● **Written instruction A**
In the passage on City of Glass, whose identity does Daniel Quinn end up adopting?
● **Written instruction B**
Reproduce the part of the passage on City of Glass starting at "By a simple" and ending at "in the world.", word for word.

In City of Glass, bereaved novelist Daniel Quinn avoids the numbness of his "posthumous life" by fictionalising himself, vanishing into the parallel existence offered by "the mask of his pseudonym", growing steadily more convinced that his invented detective is a real person ("He had, of course, long ago stopped thinking of himself as real. If he lived in the world at all, it was only at one remove, through the imaginary person of Max Work. His detective necessarily had to be real"), and ultimately adopting the identity of Paul Auster, the stranger for whom he keeps receiving phonecalls.
By a simple trick of the intelligence, a deft little twist of naming, he felt incomparably lighter and freer. At the same time, he knew it was all an illusion. But there was a certain comfort in that. He had not really lost himself, he was merely pretending, and he could return to being Quinn whenever he wished. The fact that there was now a purpose to his being Paul Auster - a purpose that was becoming more and more important to him - served as a kind of moral justification for the charade and absolved him of having to defend his lie. For imagining himself as Auster had become synonymous in his mind with doing good in the world.

● **Recorded information**

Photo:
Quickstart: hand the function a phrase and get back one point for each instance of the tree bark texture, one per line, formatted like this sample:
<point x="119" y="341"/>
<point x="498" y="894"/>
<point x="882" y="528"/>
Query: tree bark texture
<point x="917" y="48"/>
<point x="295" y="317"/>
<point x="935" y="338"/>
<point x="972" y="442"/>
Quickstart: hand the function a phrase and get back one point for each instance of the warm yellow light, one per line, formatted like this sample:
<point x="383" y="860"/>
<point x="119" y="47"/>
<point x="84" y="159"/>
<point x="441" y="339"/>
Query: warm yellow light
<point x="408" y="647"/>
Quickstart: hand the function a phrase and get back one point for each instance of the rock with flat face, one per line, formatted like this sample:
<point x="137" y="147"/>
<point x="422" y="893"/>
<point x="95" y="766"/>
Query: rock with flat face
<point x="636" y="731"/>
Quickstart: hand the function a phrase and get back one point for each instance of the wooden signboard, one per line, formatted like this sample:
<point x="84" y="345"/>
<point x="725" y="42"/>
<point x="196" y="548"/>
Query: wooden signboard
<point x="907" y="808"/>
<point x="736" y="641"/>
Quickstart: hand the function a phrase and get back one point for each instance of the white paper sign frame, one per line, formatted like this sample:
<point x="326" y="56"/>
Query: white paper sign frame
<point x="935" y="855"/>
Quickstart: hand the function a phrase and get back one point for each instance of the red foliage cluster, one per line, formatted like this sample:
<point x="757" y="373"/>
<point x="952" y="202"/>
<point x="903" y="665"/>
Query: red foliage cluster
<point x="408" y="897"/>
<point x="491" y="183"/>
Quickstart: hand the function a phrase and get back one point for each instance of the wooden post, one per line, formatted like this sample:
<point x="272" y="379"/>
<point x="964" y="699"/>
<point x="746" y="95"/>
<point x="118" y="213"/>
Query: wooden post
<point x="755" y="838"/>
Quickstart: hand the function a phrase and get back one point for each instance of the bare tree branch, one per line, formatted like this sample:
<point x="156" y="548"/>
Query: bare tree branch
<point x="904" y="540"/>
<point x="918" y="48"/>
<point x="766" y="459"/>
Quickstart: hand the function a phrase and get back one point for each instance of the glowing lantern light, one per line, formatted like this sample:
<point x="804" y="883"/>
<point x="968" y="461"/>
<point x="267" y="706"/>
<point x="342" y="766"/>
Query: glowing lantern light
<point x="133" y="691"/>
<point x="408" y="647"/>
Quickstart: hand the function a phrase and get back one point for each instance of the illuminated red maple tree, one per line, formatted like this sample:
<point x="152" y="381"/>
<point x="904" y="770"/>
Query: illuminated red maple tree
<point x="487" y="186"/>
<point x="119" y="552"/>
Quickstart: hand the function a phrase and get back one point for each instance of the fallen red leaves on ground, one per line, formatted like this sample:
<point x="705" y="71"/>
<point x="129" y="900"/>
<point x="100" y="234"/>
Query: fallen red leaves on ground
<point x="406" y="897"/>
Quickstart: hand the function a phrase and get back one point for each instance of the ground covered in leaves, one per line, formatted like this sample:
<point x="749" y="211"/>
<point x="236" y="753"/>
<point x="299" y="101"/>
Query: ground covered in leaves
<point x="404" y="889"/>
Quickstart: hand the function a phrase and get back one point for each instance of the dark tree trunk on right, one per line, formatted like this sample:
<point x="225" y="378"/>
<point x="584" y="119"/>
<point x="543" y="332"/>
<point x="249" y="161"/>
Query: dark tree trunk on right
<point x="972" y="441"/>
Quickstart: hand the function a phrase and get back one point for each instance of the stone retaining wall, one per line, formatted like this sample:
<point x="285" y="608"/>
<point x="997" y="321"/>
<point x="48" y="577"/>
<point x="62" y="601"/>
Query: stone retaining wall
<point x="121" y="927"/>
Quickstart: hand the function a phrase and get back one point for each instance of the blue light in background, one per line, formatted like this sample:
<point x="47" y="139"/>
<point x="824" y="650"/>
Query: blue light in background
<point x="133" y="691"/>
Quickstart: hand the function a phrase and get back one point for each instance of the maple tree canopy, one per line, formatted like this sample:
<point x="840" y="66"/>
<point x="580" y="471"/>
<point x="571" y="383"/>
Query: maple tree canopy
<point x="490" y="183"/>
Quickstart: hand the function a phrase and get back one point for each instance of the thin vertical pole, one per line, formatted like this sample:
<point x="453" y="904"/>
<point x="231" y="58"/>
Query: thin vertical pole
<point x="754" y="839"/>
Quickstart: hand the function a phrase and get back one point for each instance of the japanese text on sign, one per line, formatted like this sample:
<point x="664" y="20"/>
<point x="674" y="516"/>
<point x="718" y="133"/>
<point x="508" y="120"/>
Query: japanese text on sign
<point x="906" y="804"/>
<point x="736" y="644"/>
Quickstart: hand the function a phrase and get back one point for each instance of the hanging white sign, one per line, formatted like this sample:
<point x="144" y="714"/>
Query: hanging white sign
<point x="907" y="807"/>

● **Task answer A**
Paul Auster, the stranger for whom he keeps receiving phone calls.

● **Task answer B**
By a simple trick of the intelligence, a deft little twist of naming, he felt incomparably lighter and freer. At the same time, he knew it was all an illusion. But there was a certain comfort in that. He had not really lost himself, he was merely pretending, and he could return to being Quinn whenever he wished. The fact that there was now a purpose to his being Paul Auster - a purpose that was becoming more and more important to him - served as a kind of moral justification for the charade and absolved him of having to defend his lie. For imagining himself as Auster had become synonymous in his mind with doing good in the world.